CONSEGNA 1 ▸ Riassumi in due frasi l'estratto sugli anni Sessanta.
CONSEGNA 2 ▸ Secondo l'estratto sugli anni Sessanta, chi ha illustrato il libro "Dreamers and dissenters"?
CONSEGNA 3 ▸ Riprendi l'estratto sugli anni Sessanta subito dopo la domanda finale sul rapporto tra moda e costume.

ESTRATTO DEL DOCUMENTO ▸
——————————

Sono stati un po’ il motivo scatenante che mi ha fatto aprire il vaso di Pandora: quando li ho scoperti, mi si è aperto davanti tutto un mondo. E’ facile capire cosa affascina degli anni ’60. Negli anni ‘60 c’è stata la sintesi e allo stesso tempo l’esplosione di un’estetica, di tante estetiche…Ho scritto un libro che è, appunto, una lode spassionata a questo decennio. Si intitola “Dreamers and dissenters” ed è illustrato da Matteo Guarnaccia. Nel libro prendo in analisi un’ epoca che definisco “di dissenzienti e sognatori” e racconto tutti gli stili nati allora. Ne abbiamo inseriti forse una trentina, ma ci siamo dovuti limitare! In soli dieci anni è nata una serie di input, al di là delle passerelle, su cui ci sarebbe stato da scrivere tanto altro ancora. E’ stato un decennio davvero ipercarico, con un’energia che si è concentrata come poche volte è capitato nella storia. Un fermento che ha coinvolto le gerarchie sociali, le estetiche, l’arte, la musica…

 

 

Le copertine di “Ladies’haircult” (2016) e “Barber Couture” (2014), ed. 24 Ore Cultura

La moda è, da sempre, legata a doppio filo all’ evoluzione del costume. Qual è il rapporto che le unisce e quale delle due influenza l’ altra per prima?

——————————

MATERIALE FORNITO ▸
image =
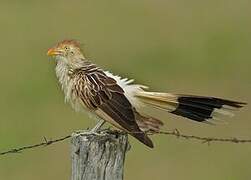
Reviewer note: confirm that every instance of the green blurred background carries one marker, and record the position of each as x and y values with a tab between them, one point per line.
196	47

——————————

RISPOSTA 1 ▸ Gli anni Sessanta sono descritti come un decennio carico di un'energia rara nella storia, che ha sintetizzato e fatto esplodere molte estetiche e ha coinvolto gerarchie sociali, arte e musica. A quest'epoca di "dissenzienti e sognatori" è dedicato il libro "Dreamers and dissenters", illustrato da Matteo Guarnaccia, che racconta una trentina degli stili nati allora.

RISPOSTA 2 ▸ Matteo Guarnaccia.

RISPOSTA 3 ▸
Diciamo che la moda non è fatta altro che di persone che guardano quello che succede, che sentono quello che sta per succedere e lo trasferiscono negli abiti. Per cui, c’è un po’ questo: la moda ruba dalla strada, dalle subculture ma anche dalle persone, prende ispirazione da quelle che sono espressioni autentiche di stile, poi le rilegge e le fa diventare una cosa poetica anche quando non c’è poesia. Ma questo è solo un aspetto. Dall’ altro lato è anche vero che lo stilista fa un lavoro di sintesi, di input, crea qualcosa di nuovo che diventa qualcos’altro e addosso alla gente diventa un’altra cosa ancora. Quindi, secondo me, è un continuo dare e ricevere tra una parte e l’altra. Anche perché il punto di contatto è rappresentato dagli stilisti, che sono uomini nel mondo…E oltretutto, sempre di più. Oggi il fashion designer lavora con un team di persone, è come se nel suo studio avesse una microcollettività, gli input vanno e vengono. E’ una cosa normalissima, un motivo di grande orgoglio per i designer di tutti i marchi più famosi: avere un team con cui lavorare attraverso uno scambio continuo.

 

La copertina di “Lolita. Icona di stile” (2016, ed. 24 Ore Cultura)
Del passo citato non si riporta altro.